YOUR INSTRUCTIONS:
Write the next part of the devotional on passages from Matthew, starting right after its last line.

TEXT PROVIDED:
╔══

So often, the prayers of Christians are not much more than trite platitudes that Jesus warns against even to the point where people the model prayer from rote memory. The prayer itself is not the problem, rather the attitude of prayer is that is the problem. God wants his people to pray, but do so in the right manner and for the right reasons. To do so, one needs to be mindful of who God is: a father that is all loving but also holy and zealous for his name to be honored by the way one lives. When one honestly and humbly seeks God for mercy and his will, God will reward this prayer according to his will and great things can happen!

Lord, teach me to pray in way that honors and glorifies you!

Matthew 6:1-4: Giving

Read: Matthew 6:1-4

Alms giving is baked into the Christian ethos and it has been ever since the beginning of the church. Church history shows that where other faiths would have store houses of relics and icons, early churches treasured things like shoes, food, clothing, and other helps that were given to the poor and needy. The early church’s concern for the poor is expressed all throughout the New Testament starting in the early chapters of Acts and going all the way through the end.

Christians though inherited this concern for the poor from the Jews. The ethic of taking care of the poor and marginalized in society was codified as Law for the Jews (Deuteronomy 15:7-11). Prior to the church, synagogues did much the same in their context through the known world where synagogues were found. However, in the course of history, the giving of alms had become a way to show off one’s piety. In Jesus’ day, the offering box was located in a very visible spot in the temple. Worshipers would come by and place their offerings in the box. Those with great wealth would hoist the offering over their heads so that everyone could see it, then offer it. At the same time, those with less would not perform such a ritual, rather would merely place what they had in the box. This is depicted in the story of the widow’s mite in Luke 21:1-4. (Interestingly, the fact that a widow gave at all is phenomenal, as she would usually be the one who was the recipient of gifts!)

When Jesus expresses how one ought to give, he says to do so in secret. He uses a phrase, “do not let your left hand know what the right is doing.” This phrase in English typically expresses lack of communication in an organization, but here the idea is that one should really forget what the left hand gave and give from the right hand too then forget about it – it’s communicating the idea of generosity beyond that which was expected wherein one would merely open one’s hand (singular) to take care of the need (Deuteronomy 15:7-8). This is about going above and beyond the call of duty, which is precisely what the widow who gave everything she had did.

The rewards of God do not imply though that one will receive back in monetary gain what one gave. Likewise, it is not the size of the gift that matters. God’s blessings are spiritual blessings that come from the joy of giving and knowing that one is helped by one’s gift. In all things God’s sees the attitude of the giver, which is what he’s mostly concerned with anyways (2 Corinthians 9:6-7).

Lord, help me to give cheerfully and generously!

Matthew 5:43-48: Love Everyone!

╚══

STORED ROWS:
╔══

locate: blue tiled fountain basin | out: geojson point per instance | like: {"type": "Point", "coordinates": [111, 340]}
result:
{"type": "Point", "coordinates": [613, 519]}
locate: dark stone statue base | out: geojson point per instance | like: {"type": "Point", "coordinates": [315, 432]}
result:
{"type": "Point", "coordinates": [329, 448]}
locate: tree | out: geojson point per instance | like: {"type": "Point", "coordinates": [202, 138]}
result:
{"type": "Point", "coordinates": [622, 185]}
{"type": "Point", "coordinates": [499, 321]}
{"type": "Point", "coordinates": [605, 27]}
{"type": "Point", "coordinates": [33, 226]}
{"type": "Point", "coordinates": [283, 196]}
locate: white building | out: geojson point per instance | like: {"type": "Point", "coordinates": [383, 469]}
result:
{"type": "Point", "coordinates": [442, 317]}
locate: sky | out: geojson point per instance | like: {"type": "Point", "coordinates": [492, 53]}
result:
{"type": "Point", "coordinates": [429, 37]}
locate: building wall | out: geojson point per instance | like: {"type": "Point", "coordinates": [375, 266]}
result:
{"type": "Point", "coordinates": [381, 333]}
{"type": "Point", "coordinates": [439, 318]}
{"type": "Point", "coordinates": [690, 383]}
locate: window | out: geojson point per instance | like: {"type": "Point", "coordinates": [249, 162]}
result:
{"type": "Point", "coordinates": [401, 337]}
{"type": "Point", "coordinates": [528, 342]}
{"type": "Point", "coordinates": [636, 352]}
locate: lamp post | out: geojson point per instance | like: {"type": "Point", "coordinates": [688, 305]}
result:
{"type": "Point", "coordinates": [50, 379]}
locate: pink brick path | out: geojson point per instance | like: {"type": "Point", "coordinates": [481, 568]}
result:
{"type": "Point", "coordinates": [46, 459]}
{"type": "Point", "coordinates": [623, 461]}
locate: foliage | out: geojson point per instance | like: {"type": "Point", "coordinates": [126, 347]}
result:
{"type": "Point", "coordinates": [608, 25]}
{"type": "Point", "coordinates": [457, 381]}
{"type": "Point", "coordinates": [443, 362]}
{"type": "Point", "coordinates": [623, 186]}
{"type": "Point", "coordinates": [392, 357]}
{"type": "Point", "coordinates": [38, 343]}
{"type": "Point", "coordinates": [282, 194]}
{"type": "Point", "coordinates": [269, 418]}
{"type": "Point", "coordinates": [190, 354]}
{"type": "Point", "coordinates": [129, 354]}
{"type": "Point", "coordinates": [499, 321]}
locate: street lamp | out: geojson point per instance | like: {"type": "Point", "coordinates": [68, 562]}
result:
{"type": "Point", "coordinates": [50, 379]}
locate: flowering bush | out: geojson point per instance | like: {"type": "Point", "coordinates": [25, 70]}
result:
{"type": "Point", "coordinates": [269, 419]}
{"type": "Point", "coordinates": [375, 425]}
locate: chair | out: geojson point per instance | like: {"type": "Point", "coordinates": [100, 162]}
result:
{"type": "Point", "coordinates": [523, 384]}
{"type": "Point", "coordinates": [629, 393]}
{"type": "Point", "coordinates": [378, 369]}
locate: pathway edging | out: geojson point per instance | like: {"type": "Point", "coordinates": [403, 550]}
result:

╚══

ANSWER TO THE EXERCISE:
Read: Matthew 5:43-48

“Love thy neighbor as thyself” has been called the “Golden Rule” among other things. This commandment is found in the Old Testament among a plethora of laws concerning how neighbors should interact with one another (Leviticus 19:9-18). It is also among the “Greatest Commandments” that Jesus gives in Matthew 22:34-40. He says that on this command along with loving God “hang” the Law and the Prophets. The idea from the original language of the New Testament is that the Greatest Commandments are like a rope on which the rest of the law is suspended. If the rope is cut, then the everything else comes crashing down. In a manner of speaking, Jesus is saying that it is the essence of the Law and the fulfillment of the Law when one puts it into practice.

But Jesus in the Sermon on the Mount corrects another bad teaching that the people had been taught concerning the Law. They had been taught that their “neighbor” only included a select few people and the rest of the people were their enemies, and it was okay to hate them. This is evidenced by the parable of the Good Samaritan in Luke 10:25-37. Here, Jesus gives the same commandments from Matthew, but the hearer wanted to “justify himself” by limiting the scope of his neighbor. Jesus shows how the Samaritan was the neighbor to the one in need, which these Jews hated. This is why Jesus in the Sermon on the Mount qualifies what he says concerning loving one’s neighbor with loving ones enemies as well, showing them that the real benefit to loving one’s neighbor comes not from loving those who are most like oneself, rather loving ones that are not like oneself. It is in this context that loving one’s neighbor really plays out.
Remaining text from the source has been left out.